» **EXCERPTED TEXT**
The study clearly highlights variations in referral patterns that depend on your age, disease and where you live. It also highlight a need to better understand the reasons for the delay, which looks suspiciously ageist to me amongst services whose priority you would think would be older people.
Something else new this week. Have you downloaded the FREE Cochrane Library App?
Get the latest evidence when and where you need it. See Available for iPads, iPhones, and Android.
If you are working in a Care Home on Scotland last week was quite important because the Care Inspectorate has announced that they are changing how they are going to inspect care homes for older people. Their new inspections will reflect the new Health and Social Care Standards and will focus more on outcomes and experiences for people. More details about the new regime for inspections are available from the Quality Framework for Care Homes for Older People which you can finds by clicking HERE
You can also find out what’s changing by watching their short video
Also at the end of last month the RCN launched an online resource to support nursing care in older peoples care homes. This resource allows you to follow a resident’s care home journey through from pre-admission to end of life. Each section demonstrates the role of nursing staff when supporting the resident, their families and nursing colleagues at a particular stage of the resident’s journey. It also provides real life scenarios signposting you to high quality, evidence based resources to answer the clinical questions that frequently affecting those caring for older people. You can check it out by CLICKING HERE
In Scotland, the world’s biggest arts festival starts today. As always I’ll spend some time through there over the month and try and take in some shows/events etc. with my family.

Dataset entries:
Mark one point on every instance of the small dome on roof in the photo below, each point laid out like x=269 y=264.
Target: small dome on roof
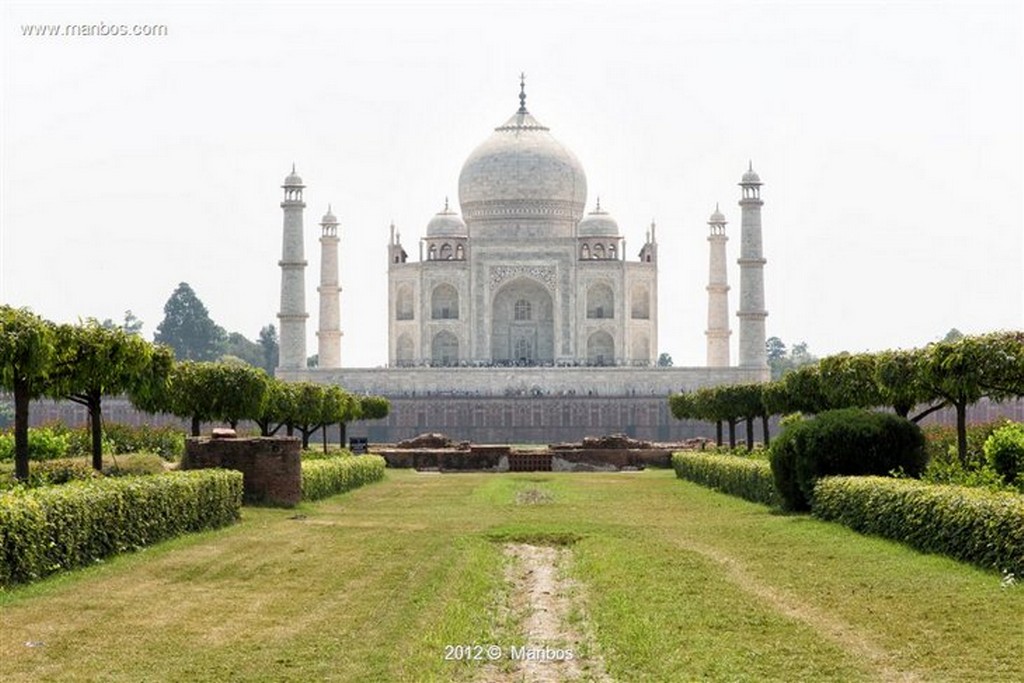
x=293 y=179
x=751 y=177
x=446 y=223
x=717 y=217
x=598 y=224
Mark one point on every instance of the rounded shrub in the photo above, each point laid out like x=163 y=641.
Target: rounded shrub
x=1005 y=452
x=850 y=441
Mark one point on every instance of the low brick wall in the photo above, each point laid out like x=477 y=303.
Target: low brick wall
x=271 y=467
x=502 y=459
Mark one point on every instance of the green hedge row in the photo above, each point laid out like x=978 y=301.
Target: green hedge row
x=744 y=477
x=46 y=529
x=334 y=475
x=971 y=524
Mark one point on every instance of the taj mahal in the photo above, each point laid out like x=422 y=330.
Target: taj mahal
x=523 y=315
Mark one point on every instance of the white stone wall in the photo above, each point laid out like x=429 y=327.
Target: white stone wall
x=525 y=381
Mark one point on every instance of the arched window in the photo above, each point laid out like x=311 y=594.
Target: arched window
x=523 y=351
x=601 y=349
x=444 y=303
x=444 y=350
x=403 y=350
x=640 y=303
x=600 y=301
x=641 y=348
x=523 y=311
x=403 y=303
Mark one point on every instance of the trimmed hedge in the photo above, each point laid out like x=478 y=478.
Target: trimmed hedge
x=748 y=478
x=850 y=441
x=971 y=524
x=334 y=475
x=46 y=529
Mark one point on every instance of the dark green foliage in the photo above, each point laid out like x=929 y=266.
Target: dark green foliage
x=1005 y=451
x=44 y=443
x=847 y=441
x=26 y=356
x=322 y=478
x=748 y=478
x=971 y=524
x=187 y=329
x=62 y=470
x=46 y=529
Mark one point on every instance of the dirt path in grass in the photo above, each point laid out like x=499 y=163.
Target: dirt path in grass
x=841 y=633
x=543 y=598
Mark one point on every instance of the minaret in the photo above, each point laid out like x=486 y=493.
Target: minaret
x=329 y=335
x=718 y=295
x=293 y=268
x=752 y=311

--

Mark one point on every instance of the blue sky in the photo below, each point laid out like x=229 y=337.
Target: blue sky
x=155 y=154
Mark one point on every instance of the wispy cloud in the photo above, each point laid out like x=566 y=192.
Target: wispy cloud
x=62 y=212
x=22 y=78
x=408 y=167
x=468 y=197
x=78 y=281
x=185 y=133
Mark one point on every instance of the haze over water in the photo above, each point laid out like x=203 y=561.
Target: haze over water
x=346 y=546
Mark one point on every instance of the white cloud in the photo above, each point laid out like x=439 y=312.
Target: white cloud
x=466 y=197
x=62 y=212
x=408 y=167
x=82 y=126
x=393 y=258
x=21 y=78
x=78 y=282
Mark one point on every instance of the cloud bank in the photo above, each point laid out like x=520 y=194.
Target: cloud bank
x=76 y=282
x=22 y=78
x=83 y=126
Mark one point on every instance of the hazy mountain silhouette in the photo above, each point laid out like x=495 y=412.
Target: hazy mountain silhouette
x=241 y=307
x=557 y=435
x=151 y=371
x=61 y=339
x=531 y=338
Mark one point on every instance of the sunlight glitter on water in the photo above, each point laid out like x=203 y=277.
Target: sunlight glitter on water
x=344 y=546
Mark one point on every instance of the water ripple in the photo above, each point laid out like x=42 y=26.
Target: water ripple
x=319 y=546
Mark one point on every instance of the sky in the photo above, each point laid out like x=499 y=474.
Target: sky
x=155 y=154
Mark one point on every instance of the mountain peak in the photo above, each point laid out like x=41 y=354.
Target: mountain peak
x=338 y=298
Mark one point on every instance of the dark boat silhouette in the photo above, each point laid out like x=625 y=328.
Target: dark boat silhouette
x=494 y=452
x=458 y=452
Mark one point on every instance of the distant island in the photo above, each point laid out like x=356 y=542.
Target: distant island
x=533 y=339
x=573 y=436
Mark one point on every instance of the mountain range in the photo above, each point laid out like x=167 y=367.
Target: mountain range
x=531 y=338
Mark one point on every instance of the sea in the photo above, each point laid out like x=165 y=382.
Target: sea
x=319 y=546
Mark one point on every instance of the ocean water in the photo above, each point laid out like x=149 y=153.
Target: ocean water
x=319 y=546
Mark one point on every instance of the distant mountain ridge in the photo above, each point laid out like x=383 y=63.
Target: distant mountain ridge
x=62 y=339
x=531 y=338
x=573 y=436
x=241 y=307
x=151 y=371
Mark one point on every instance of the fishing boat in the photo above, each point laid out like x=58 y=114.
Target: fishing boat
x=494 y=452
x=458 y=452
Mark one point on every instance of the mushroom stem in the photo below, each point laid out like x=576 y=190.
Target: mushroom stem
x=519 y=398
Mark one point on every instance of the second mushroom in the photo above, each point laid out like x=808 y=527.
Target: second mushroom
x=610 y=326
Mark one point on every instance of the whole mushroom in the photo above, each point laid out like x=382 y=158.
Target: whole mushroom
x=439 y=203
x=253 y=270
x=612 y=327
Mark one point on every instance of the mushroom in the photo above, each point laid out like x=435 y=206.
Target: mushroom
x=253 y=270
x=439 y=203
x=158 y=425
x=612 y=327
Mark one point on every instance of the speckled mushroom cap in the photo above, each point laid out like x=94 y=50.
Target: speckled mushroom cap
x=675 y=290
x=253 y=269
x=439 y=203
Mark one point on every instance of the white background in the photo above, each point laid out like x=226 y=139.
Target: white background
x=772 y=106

--

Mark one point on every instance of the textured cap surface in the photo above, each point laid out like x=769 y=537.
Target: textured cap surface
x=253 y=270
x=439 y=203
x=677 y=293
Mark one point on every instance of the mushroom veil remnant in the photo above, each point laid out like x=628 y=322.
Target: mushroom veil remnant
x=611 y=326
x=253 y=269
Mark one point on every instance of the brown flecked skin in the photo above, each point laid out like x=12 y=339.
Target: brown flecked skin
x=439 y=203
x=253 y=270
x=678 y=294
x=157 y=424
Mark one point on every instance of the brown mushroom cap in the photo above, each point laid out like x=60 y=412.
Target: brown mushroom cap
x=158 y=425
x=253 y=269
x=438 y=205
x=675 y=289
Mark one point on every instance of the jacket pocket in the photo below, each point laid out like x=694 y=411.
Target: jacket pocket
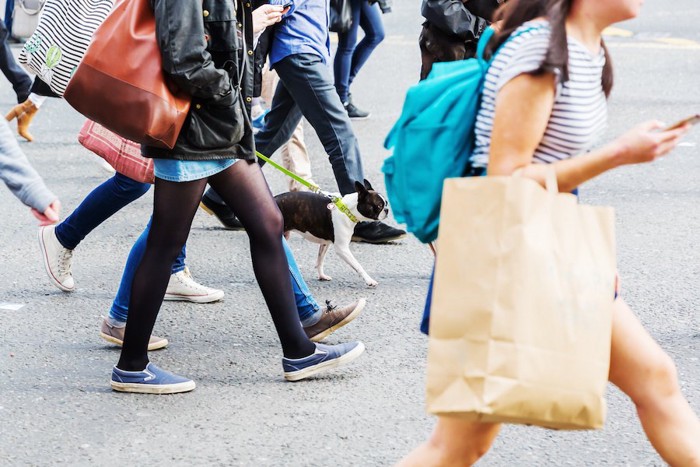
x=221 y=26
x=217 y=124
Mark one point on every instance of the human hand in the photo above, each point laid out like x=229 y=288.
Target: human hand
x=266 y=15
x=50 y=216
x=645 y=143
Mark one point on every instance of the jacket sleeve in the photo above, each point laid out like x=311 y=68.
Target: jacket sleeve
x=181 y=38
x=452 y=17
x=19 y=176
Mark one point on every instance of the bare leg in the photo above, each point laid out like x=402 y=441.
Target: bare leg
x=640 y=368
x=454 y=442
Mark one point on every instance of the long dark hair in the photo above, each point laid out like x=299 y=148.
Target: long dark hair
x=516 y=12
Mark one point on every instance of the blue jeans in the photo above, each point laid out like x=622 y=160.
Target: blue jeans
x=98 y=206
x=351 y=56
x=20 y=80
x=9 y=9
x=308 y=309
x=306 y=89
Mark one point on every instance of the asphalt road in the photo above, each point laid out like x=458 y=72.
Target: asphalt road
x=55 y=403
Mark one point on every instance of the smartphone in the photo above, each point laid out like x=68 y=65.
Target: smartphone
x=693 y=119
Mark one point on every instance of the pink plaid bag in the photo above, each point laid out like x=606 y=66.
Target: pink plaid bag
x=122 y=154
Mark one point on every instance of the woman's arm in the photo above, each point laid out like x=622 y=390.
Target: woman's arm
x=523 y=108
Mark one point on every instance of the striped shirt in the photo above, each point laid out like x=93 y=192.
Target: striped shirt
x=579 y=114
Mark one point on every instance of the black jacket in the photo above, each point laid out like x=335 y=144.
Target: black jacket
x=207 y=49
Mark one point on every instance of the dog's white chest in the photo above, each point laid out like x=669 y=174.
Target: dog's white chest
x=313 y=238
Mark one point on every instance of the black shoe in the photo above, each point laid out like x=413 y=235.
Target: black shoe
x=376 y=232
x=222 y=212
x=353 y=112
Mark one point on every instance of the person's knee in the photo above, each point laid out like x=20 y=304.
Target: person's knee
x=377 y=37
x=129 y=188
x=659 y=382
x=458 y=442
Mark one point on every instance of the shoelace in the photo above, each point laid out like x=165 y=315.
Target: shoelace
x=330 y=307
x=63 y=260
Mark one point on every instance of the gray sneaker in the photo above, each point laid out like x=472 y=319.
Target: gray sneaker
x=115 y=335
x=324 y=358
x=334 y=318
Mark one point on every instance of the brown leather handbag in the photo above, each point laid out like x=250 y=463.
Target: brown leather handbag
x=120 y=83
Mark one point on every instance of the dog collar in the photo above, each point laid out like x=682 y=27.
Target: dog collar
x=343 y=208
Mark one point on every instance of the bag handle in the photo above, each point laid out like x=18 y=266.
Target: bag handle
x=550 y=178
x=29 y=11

» **WHAT IS REQUIRED**
Repeat the full excerpt on care for older people, shown above the entries, word for word.

» **RESPONSE AREA**
The study clearly highlights variations in referral patterns that depend on your age, disease and where you live. It also highlight a need to better understand the reasons for the delay, which looks suspiciously ageist to me amongst services whose priority you would think would be older people.
Something else new this week. Have you downloaded the FREE Cochrane Library App?
Get the latest evidence when and where you need it. See Available for iPads, iPhones, and Android.
If you are working in a Care Home on Scotland last week was quite important because the Care Inspectorate has announced that they are changing how they are going to inspect care homes for older people. Their new inspections will reflect the new Health and Social Care Standards and will focus more on outcomes and experiences for people. More details about the new regime for inspections are available from the Quality Framework for Care Homes for Older People which you can finds by clicking HERE
You can also find out what’s changing by watching their short video
Also at the end of last month the RCN launched an online resource to support nursing care in older peoples care homes. This resource allows you to follow a resident’s care home journey through from pre-admission to end of life. Each section demonstrates the role of nursing staff when supporting the resident, their families and nursing colleagues at a particular stage of the resident’s journey. It also provides real life scenarios signposting you to high quality, evidence based resources to answer the clinical questions that frequently affecting those caring for older people. You can check it out by CLICKING HERE
In Scotland, the world’s biggest arts festival starts today. As always I’ll spend some time through there over the month and try and take in some shows/events etc. with my family.